[Location identification entries]
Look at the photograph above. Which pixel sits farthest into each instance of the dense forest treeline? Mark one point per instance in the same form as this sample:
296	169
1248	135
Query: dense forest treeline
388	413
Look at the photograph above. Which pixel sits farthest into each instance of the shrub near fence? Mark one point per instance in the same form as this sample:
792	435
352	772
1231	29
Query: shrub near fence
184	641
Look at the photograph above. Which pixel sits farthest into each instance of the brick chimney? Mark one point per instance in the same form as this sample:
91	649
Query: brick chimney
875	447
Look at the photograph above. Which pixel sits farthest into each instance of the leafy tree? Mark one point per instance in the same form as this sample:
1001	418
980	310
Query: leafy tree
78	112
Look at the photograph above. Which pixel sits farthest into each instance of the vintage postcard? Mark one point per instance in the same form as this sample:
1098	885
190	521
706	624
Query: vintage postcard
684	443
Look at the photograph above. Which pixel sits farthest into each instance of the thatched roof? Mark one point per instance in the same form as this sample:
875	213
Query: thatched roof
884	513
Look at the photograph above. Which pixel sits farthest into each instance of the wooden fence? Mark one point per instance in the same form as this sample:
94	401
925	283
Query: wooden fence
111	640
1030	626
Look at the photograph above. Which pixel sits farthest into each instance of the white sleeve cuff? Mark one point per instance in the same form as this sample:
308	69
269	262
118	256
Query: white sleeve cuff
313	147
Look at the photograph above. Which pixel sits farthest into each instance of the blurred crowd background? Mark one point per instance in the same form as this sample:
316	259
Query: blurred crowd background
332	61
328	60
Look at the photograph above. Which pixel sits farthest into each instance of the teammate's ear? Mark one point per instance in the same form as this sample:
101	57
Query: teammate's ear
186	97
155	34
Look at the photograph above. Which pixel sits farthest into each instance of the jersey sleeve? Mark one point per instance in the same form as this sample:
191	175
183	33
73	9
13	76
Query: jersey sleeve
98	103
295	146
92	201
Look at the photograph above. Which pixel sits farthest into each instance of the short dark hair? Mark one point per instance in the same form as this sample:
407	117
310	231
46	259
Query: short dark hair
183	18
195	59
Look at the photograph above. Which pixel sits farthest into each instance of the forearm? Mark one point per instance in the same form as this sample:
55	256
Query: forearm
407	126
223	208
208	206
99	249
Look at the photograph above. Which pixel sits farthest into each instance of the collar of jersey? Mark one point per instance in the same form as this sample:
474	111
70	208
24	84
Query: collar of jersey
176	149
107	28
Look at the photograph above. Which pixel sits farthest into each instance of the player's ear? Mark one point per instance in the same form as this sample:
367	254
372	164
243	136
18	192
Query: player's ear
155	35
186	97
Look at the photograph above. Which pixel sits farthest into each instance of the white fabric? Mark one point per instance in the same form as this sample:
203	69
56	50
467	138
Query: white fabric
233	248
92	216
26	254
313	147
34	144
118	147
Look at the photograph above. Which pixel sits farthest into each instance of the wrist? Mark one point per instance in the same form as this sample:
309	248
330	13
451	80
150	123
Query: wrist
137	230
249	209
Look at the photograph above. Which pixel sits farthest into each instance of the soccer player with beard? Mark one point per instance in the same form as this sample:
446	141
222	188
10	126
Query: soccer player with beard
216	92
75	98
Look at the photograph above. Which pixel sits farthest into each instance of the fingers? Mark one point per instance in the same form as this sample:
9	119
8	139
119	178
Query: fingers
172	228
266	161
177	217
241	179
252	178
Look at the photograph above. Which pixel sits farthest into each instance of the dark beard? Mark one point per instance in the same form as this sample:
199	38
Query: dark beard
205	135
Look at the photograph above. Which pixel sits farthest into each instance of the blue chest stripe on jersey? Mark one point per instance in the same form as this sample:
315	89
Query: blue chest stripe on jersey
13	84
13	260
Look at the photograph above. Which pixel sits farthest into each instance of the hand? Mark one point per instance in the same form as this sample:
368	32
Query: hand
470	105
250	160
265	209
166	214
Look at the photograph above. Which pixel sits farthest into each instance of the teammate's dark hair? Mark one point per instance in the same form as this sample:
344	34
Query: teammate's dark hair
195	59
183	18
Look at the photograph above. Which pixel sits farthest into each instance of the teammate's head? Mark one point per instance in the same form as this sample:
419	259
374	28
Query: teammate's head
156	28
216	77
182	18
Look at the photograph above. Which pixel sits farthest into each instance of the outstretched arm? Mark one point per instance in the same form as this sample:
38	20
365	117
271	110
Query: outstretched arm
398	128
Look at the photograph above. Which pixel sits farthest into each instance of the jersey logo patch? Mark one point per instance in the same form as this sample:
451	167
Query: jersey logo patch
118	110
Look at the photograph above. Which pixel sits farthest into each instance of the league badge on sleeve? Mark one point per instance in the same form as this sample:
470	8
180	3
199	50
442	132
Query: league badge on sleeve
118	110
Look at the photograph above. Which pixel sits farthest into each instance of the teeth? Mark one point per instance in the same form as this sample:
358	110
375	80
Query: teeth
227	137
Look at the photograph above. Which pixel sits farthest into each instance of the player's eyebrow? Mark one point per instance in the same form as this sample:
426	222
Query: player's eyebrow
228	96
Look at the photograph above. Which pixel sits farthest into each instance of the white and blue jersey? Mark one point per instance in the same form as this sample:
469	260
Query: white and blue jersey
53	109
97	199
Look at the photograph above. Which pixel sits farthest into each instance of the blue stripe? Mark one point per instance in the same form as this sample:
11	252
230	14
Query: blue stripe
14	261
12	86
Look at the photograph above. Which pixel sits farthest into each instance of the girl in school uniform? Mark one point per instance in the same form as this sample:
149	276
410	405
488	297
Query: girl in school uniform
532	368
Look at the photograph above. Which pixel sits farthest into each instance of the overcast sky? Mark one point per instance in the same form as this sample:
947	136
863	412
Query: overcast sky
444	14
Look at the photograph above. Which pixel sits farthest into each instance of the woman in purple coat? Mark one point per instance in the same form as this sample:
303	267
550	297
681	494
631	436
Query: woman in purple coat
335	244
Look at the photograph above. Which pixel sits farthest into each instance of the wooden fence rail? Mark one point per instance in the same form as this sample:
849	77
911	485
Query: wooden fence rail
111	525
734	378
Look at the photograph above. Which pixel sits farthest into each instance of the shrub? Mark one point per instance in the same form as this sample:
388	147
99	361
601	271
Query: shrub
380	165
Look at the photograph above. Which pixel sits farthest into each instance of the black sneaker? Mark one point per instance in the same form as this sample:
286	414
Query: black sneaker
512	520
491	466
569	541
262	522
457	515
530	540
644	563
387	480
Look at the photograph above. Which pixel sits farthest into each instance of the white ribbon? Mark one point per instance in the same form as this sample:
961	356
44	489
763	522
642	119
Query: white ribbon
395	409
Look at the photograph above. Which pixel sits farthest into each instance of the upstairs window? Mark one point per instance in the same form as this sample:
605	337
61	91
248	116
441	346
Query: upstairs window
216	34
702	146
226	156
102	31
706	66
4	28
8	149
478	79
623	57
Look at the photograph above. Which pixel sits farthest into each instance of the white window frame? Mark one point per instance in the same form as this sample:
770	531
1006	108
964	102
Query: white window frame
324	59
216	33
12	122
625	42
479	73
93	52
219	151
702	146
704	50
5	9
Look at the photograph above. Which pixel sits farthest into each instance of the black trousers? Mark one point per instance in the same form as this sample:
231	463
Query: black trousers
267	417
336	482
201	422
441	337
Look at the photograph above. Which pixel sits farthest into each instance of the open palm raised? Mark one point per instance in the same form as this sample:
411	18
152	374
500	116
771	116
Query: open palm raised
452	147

**Problem description:** Copy the entries from the line containing "the black trousers?" through the end of the entries, inclusive, replacing "sample" with "model" and leaving everything else unchanged.

**The reply:**
Look at the photograph above. Which pixel sits farthest into each instance of the black trousers? Mark one point per instance in the same form as this model:
231	463
Query: black trousers
267	417
336	482
201	422
441	337
Look at the photograph above. Which pixel sits farthest into each instance of the open palm raised? Mark one point per instance in the same form as this model:
411	18
152	374
500	116
771	116
Query: open palm raised
452	147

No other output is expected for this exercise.